Problem description: Keep the pictures out and restate every record exactly.

START Records supplied

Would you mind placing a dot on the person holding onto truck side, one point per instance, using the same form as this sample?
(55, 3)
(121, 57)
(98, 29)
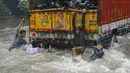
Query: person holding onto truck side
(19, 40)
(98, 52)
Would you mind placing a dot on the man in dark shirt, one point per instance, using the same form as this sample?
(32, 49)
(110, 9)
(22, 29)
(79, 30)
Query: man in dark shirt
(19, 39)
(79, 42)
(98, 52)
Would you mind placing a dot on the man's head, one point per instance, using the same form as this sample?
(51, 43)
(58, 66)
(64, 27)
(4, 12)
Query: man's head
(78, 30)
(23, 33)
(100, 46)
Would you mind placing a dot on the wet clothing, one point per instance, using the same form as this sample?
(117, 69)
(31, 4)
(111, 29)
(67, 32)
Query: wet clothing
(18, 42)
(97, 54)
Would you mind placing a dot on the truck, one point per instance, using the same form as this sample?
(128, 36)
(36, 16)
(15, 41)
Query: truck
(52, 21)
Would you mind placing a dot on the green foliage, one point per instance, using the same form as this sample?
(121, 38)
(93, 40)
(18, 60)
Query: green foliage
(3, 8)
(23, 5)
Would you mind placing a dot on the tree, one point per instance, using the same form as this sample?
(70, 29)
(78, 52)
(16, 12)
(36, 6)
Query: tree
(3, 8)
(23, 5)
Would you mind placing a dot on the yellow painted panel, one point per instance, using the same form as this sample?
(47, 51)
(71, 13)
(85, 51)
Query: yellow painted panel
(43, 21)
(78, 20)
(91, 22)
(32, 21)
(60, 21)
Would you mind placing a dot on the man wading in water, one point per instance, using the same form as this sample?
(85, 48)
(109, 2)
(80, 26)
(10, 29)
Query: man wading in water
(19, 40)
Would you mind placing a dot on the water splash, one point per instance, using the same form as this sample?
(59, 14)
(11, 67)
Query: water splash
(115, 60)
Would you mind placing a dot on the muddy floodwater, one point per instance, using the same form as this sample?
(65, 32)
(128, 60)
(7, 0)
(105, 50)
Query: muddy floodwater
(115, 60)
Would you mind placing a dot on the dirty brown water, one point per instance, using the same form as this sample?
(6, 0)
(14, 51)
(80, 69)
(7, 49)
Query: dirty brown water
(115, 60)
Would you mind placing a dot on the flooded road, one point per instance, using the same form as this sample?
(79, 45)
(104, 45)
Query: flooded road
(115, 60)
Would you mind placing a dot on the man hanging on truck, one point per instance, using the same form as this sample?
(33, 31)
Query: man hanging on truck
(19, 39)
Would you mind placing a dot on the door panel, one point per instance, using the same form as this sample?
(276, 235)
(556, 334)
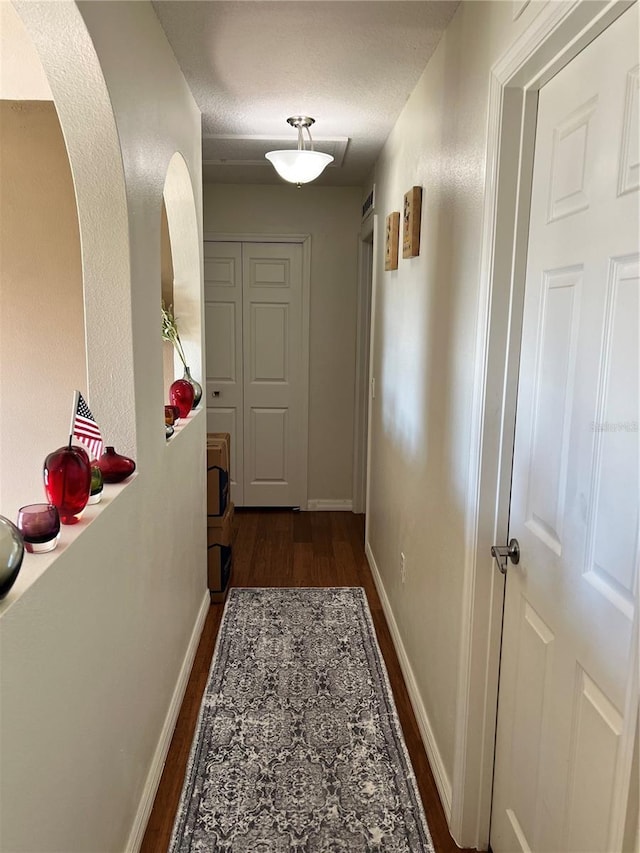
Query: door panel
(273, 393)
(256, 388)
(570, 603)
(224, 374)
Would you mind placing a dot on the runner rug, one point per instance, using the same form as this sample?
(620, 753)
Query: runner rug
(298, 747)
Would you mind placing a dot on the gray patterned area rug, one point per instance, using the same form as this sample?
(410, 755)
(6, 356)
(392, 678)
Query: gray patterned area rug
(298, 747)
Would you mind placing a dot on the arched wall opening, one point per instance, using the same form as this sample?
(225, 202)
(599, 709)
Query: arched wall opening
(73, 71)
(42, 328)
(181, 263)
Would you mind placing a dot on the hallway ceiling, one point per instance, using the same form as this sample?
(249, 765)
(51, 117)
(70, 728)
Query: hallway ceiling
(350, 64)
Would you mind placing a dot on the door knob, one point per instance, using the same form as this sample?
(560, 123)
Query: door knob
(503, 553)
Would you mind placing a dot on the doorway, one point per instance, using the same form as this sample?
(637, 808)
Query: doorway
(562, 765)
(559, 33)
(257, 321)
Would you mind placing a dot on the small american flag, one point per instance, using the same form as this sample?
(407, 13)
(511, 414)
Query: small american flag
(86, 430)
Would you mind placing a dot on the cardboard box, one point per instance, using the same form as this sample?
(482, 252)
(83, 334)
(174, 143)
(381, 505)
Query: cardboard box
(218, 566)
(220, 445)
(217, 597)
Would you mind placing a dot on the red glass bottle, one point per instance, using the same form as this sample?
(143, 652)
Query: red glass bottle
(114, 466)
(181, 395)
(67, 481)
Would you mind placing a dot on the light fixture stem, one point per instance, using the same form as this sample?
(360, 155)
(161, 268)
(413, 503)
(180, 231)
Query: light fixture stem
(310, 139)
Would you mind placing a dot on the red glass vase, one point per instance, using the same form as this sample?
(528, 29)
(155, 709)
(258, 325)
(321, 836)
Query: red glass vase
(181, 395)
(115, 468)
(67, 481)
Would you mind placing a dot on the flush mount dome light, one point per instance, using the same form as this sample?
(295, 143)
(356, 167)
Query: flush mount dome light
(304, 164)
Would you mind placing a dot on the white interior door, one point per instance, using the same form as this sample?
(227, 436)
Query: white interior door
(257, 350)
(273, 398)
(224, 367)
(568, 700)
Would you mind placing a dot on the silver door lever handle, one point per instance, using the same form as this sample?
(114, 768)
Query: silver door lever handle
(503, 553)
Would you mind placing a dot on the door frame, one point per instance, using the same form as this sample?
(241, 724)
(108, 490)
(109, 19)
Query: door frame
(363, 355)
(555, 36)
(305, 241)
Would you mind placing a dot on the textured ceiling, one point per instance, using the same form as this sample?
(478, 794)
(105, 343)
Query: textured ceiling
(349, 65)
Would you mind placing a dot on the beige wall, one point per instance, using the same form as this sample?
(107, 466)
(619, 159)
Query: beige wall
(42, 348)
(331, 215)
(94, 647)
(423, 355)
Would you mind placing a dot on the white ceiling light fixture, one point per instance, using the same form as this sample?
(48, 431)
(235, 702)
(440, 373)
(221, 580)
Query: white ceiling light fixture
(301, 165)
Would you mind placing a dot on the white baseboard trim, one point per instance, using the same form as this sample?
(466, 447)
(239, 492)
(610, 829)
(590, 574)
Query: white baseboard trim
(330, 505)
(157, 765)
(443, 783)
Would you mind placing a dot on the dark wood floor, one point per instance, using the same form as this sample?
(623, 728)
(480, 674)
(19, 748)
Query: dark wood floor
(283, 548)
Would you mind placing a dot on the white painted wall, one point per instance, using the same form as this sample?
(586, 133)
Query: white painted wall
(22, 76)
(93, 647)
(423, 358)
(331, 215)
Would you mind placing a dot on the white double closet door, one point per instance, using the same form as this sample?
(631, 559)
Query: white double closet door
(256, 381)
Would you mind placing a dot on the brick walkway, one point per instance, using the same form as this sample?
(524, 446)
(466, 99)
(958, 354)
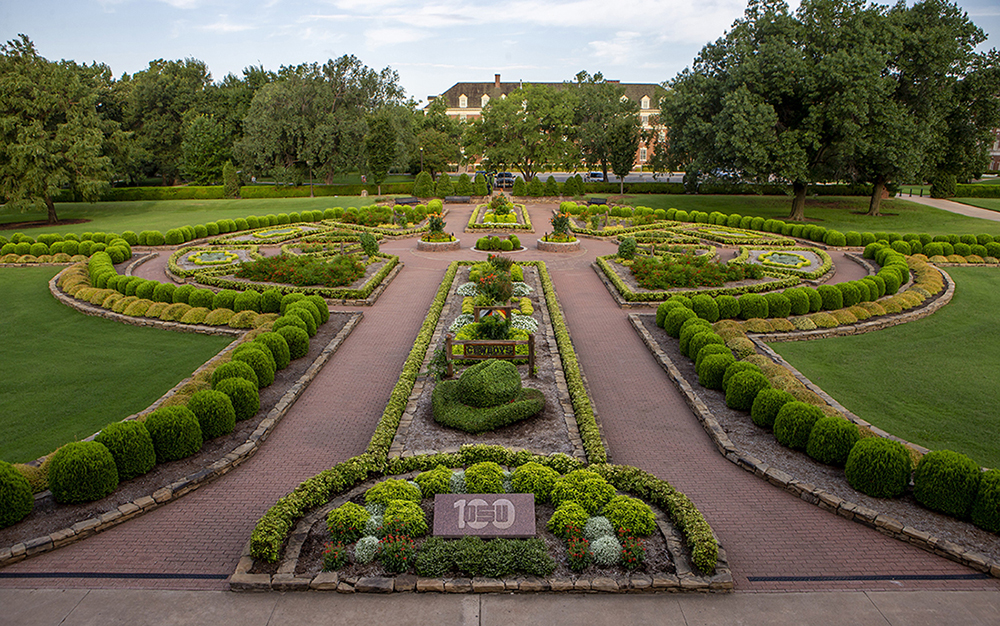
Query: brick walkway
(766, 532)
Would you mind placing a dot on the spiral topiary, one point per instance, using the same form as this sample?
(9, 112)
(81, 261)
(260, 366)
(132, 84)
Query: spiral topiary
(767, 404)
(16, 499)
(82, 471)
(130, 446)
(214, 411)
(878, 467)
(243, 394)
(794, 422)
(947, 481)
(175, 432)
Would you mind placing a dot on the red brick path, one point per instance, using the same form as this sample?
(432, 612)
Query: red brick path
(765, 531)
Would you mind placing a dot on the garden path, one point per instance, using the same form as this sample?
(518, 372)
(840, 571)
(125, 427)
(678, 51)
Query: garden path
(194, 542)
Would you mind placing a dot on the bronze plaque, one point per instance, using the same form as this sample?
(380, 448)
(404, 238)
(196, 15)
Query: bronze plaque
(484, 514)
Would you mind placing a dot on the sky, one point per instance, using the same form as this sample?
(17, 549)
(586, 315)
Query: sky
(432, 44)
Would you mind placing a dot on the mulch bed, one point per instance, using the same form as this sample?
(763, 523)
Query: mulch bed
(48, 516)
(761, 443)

END Records supplied

Result of this task:
Would you mind placing a dot on the person holding onto truck side, one point per instance, using the same form as this sample?
(55, 3)
(121, 57)
(98, 29)
Query: person holding onto truck side
(19, 40)
(98, 52)
Would you mind placing a dot on the man in dark shirt, one point per instance, using the same form as this sample?
(32, 49)
(110, 9)
(22, 29)
(79, 30)
Query: man in dark shirt
(19, 39)
(79, 42)
(98, 52)
Would you mind placing a dot on the man's head, one point per instance, using the same form as this sample?
(51, 43)
(58, 66)
(64, 27)
(4, 12)
Query: man's head
(78, 30)
(23, 33)
(100, 46)
Would you mind placing a dot on the wet clothing, one point per instance, using the same form as this sample?
(117, 69)
(31, 4)
(111, 29)
(67, 32)
Query: wet clothing
(18, 42)
(97, 54)
Would you mind placing a dot on the truck, one point per instance, using the same form as this sample?
(128, 36)
(36, 16)
(15, 41)
Query: truck
(52, 21)
Would you mind placing a dot on the green foliage, one point per instance, using the same form as this sample?
(121, 38)
(93, 40)
(18, 60)
Query: green foliage
(3, 8)
(23, 5)
Would you mind placing a dot on the tree, one point per instance, using the same form as this sample?
(70, 29)
(78, 52)
(16, 12)
(36, 6)
Query: tree
(3, 8)
(23, 5)
Would you mind placing a dot on the yellow painted panel, one point per instance, using the same form as this sample?
(47, 51)
(71, 13)
(85, 51)
Query: yellow painted panel
(43, 21)
(78, 20)
(91, 22)
(32, 21)
(60, 21)
Would you mind placing a dot on the man wading in water, one point per instance, using the same form as this sample?
(85, 48)
(109, 2)
(80, 26)
(10, 29)
Query: man wading in water
(19, 40)
Would you mind placing a dot on the water splash, one point per instance, using the same form as this sample?
(59, 14)
(11, 67)
Query: water splash
(115, 60)
Would you mind placing a dot on the muddy floodwater, one point per instance, using the same form as this sample?
(65, 32)
(128, 60)
(7, 0)
(105, 50)
Query: muddy floodwater
(115, 60)
Would you mind placing a dot on the dirty brown water, one point per instance, using the same form as this sample?
(6, 0)
(14, 51)
(80, 69)
(7, 49)
Query: dirty brown water
(115, 60)
Would you mind placing a dot on the flooded road, one point per instance, using the same form as this sample?
(79, 45)
(104, 45)
Query: flooded road
(115, 60)
Would you mind placing a dot on the man hanging on truck, one point per instance, using the same form as this sample?
(33, 31)
Query: man hanging on truck
(19, 39)
Would you mind placing a dot on the door panel, one point per instance, using the same form as this sample?
(276, 235)
(556, 334)
Query: door panel
(273, 393)
(256, 388)
(570, 603)
(224, 374)
Would you mind placing a dot on the runner rug, one point per instance, using the same form as this sample?
(620, 753)
Query: runner rug
(298, 747)
Would you mind placing a dot on the gray patterned area rug, one point per instance, using the same form as this sample?
(410, 755)
(6, 356)
(392, 678)
Query: gray patterned area rug
(298, 747)
Would you mind placing a dot on the arched wall opening, one point per instance, using the same form as this sample?
(225, 202)
(599, 709)
Query: arched wall opening
(73, 71)
(42, 328)
(181, 263)
Would you mind placing a dot on the hallway ceiling, one point per instance, using the same form as this sample?
(249, 765)
(51, 117)
(70, 728)
Query: hallway ceiling
(350, 64)
Would you mind placing a dot on the door knob, one point per instance, using the same form as this sample?
(560, 123)
Query: door knob
(503, 553)
Would you mind placing a dot on the doorway, one point per instance, using the same form as this sample?
(637, 808)
Query: doorway
(562, 765)
(559, 33)
(257, 321)
Would you mind placing a dot on the small american flag, one point per instance, using the same form as this sample?
(407, 13)
(511, 414)
Query: small american flag
(86, 430)
Would you mind placing a dot on the cardboard box, one point per instance, using the same form as this sample?
(482, 252)
(83, 334)
(174, 143)
(381, 505)
Query: cardboard box
(218, 566)
(220, 445)
(217, 597)
Would you mind placing a dot on the red glass bottle, one point per instance, using the same form as this sample?
(143, 652)
Query: red glass bottle
(114, 466)
(181, 395)
(67, 481)
Would you mind placing a dot on the light fixture stem, one point per instance, using the same form as this sample?
(360, 155)
(161, 268)
(413, 503)
(180, 231)
Query: light fixture stem
(310, 139)
Would you mind placing a dot on the red glass vase, one point per instance, using the same form as this sample?
(528, 29)
(155, 709)
(258, 325)
(321, 836)
Query: red glass vase
(181, 395)
(115, 468)
(67, 481)
Would you mind placing a dot on the flush mount dome light, one point per instance, using the same form as this sample?
(295, 143)
(356, 167)
Query: flush mount dome light
(304, 164)
Would you mind placing a dot on the white interior door, one point per instance, using the same form as this sample?
(227, 436)
Query: white interior door
(257, 350)
(273, 398)
(224, 367)
(568, 700)
Would you mind placing a dot on the silver door lever handle, one point per instance, using the same form as this sample?
(114, 768)
Query: silver door lever handle
(503, 553)
Would you mind placing a dot on the door frame, one point per instance, using the same form as this sample?
(241, 724)
(108, 490)
(109, 19)
Query: door frame
(363, 355)
(555, 36)
(305, 241)
Would you mind placing a dot on the textured ceiling, one point per instance, using the same form as this sample?
(478, 794)
(105, 343)
Query: textured ceiling
(349, 65)
Would you mind placing a dot on the beige wall, one point per instance, using the same form as this sample?
(107, 466)
(619, 159)
Query: beige wall
(42, 348)
(331, 215)
(94, 647)
(423, 355)
Would you mind placing a dot on the white ceiling light fixture, one point per instance, using the same form as this sample?
(48, 431)
(235, 702)
(440, 373)
(221, 580)
Query: white ceiling light fixture
(301, 165)
Would you mind placing a dot on the white baseboard trim, one point per instance, using the same form as this sample?
(466, 447)
(239, 492)
(610, 829)
(590, 574)
Query: white baseboard trim
(330, 505)
(157, 765)
(443, 783)
Would you mind placing a dot on the dark wood floor, one point per instance, using the same form as this sample?
(623, 728)
(480, 674)
(19, 748)
Query: dark wood floor
(283, 548)
Would you mind placing a dot on the white painted wall, one point per instance, using the same form as this sample?
(586, 133)
Query: white painted wall
(22, 76)
(93, 647)
(423, 358)
(331, 215)
Would you mind placing a dot on the white double closet door, one point per instance, using the same form as this sample?
(631, 559)
Query: white double closet door
(256, 381)
Would you mind placing a dot on the brick walkway, one point per instance, using the same form as this sample?
(524, 446)
(466, 99)
(958, 354)
Query: brick walkway
(766, 532)
Would you mind placing a dot on the spiral topiary, one point per instance, using the same form as this sample?
(9, 112)
(81, 261)
(260, 366)
(132, 84)
Query: spiral topiary
(767, 404)
(16, 499)
(82, 471)
(130, 446)
(214, 411)
(878, 467)
(243, 394)
(794, 422)
(947, 481)
(175, 432)
Would you mind placing a dot on the red brick path, one point per instance, using the same form as this sample?
(432, 612)
Query: red brick path
(765, 531)
Would you mind placing a dot on the garden path, one point per instance, using the same form as this sample?
(518, 372)
(840, 571)
(125, 427)
(678, 51)
Query: garden path
(194, 542)
Would you mind placing a dot on the bronze plaque, one point per instance, using the same form as this sample?
(380, 448)
(404, 238)
(196, 15)
Query: bronze plaque
(484, 514)
Would you mind placing a dot on the sky, one point per instance, using the same form as this sample?
(17, 549)
(586, 315)
Query: sky
(432, 44)
Would you mind placing a dot on the mulch bed, one point per instance, using the same form as this sample?
(763, 523)
Query: mulch bed
(48, 516)
(761, 443)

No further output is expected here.